→ Text shown:
+--
Entered
20/02/2003
PROFOUND
LEARNING IS NOT NATURAL
From
HOW TO READ A BOOK
The Art of Getting a Liberal Education
Adler,
M. (1940) Simon & Schuster. N.Y.
Mortimer
Adler, a recognised academic scholar from the University of Chicago,
wrote a watershed piece on adult learning issues. Here are some
profound discoveries that seem truer today for knowledge workers
than ever before. These are direct, selected quotes. His main theme
is the necessity for information to be best communicated by the
original thinker... not a third party/proxy communicator (let alone
a static digital database !).
Reading
Standards
If
the schools taught their pupils to read well, they would make
students of them, and students they would be out of school and
after it as well.
The better
the reader, the closer they get to understanding the written matter
as the masters have understood it.... Today there is declining
literacy.
Evidence
from the graduate and professional schools tends to show that,
so far as reading for understanding is concerned, they are still
sixth-graders. (P.70)
If the tests
were more severe, the findings would be distressingly worse.
If...(recommended)
+--
→ Data rows:
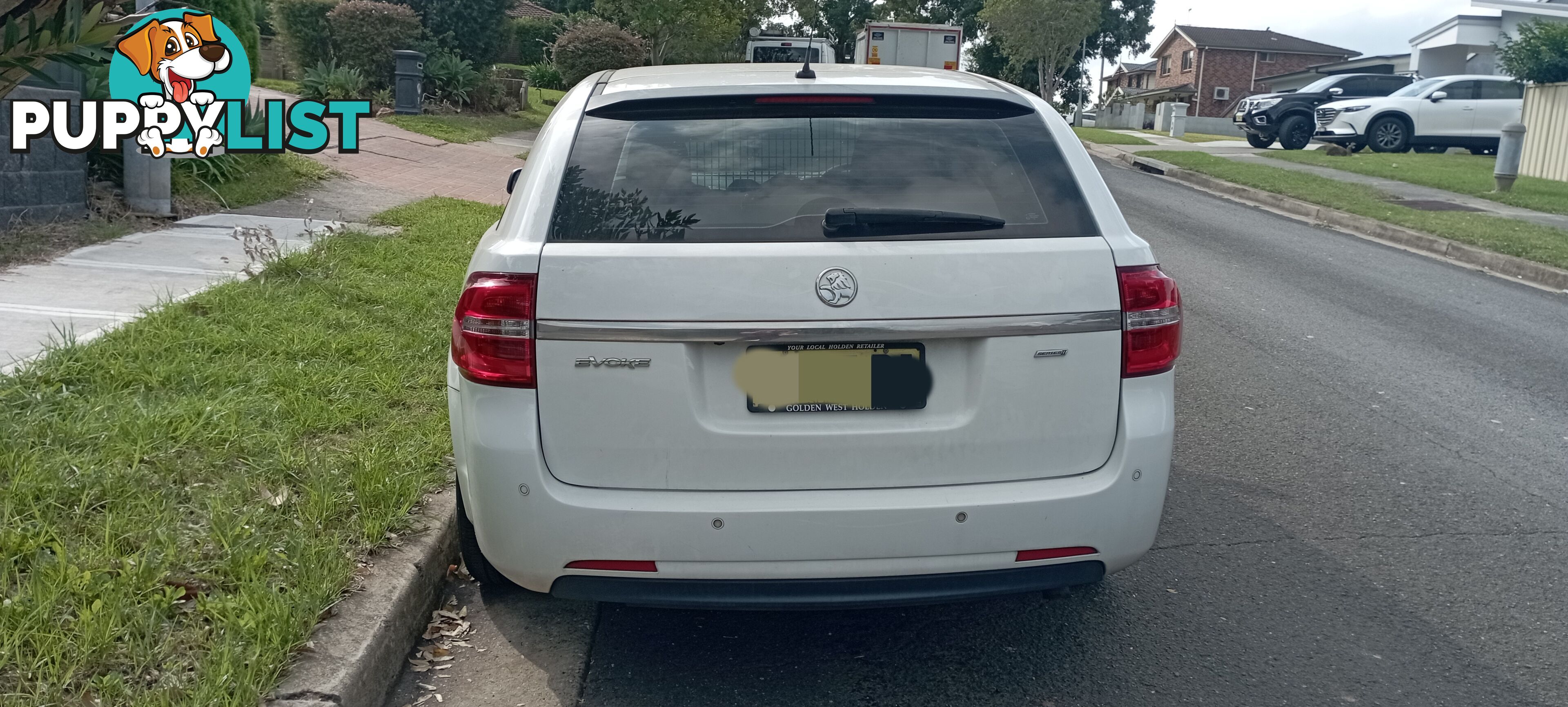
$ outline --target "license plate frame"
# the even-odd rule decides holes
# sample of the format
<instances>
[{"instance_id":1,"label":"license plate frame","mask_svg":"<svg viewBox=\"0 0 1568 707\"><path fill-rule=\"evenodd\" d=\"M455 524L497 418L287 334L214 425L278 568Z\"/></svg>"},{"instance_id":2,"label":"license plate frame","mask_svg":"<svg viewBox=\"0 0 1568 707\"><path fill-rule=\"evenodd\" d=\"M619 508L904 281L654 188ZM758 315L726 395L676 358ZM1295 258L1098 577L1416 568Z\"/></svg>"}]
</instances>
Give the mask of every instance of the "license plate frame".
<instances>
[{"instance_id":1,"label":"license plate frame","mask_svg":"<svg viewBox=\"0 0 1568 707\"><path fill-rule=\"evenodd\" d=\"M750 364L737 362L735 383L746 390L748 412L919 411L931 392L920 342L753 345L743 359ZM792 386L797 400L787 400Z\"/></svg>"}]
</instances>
+--
→ Instruction 1:
Answer these questions about the excerpt on reading:
(a) Which university is Mortimer Adler associated with?
(b) What grade level does the evidence from graduate and professional schools put their students at in reading for understanding?
(c) What would happen to the findings if the tests were more severe?
→ Instruction 2: Carry the excerpt on reading forward from the point where it stops.
The data have no connection to the excerpt on reading.

→ Result 1:
(a) The University of Chicago.
(b) Sixth grade.
(c) They would be distressingly worse.

→ Result 2:
requirements were incorporated into tests, and a satisfactory
performance were the condition of graduation, not
one in a hundred students now getting their diplomas each
June would wear the cap and gown.
Causes
to Deficiency
(Author
Assumptions)...
Great books have been written on the assumption that their readers
are thoroughly competent to read... they (authors) do not go in
for spoon-feeding.
(Teacher
Capabilities)...
The teacher was (once) primarily a man of knowledge, and a communicator
secondarily... I mean, he had first to get knowledge by discovering
it himself, before he could teach it to
anyone else.
Today,
the living teacher is primarily a man of learning,
rather than a discoverer [major criticism].... either
as a repeater or digester (summariser). In either case,
his students could learn everything he knows by reading the books
he has read.
(The original
thinker)... happens rarely. Every now and then the graduate school
is graced by a course of lectures which constitutes an original
communication.
(Although)...
complete originality is both impossible and misleading... the
self-educated man is as rare as the self-made man. They have exceptional
qualities of character - the stamina and the self-discipline,
the patience and perserverance.
Alive or
dead, the (repeater) teacher tries to import knowledge without
requiring too much or too skillful activity on the part of the
learner (student).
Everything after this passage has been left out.